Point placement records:
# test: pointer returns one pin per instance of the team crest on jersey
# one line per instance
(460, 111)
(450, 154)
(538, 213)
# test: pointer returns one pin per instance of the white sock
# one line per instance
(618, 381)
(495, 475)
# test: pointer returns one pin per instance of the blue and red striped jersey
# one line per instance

GOAL OF THE EXERCISE - Render the material above as a JSON list of strings, with one string for each line and any blank lines left out.

RESULT -
[
  "# test: pointer returns one pin per instance of the team crest on jersey",
  "# one line per instance",
  "(460, 111)",
  "(450, 154)",
  "(538, 213)",
  "# test: pointer returns one pin per instance of the white sock",
  "# one line per instance",
  "(618, 381)",
  "(495, 475)",
  "# test: pointer returns one pin per instance of the blue and red striped jersey",
  "# one line per instance"
]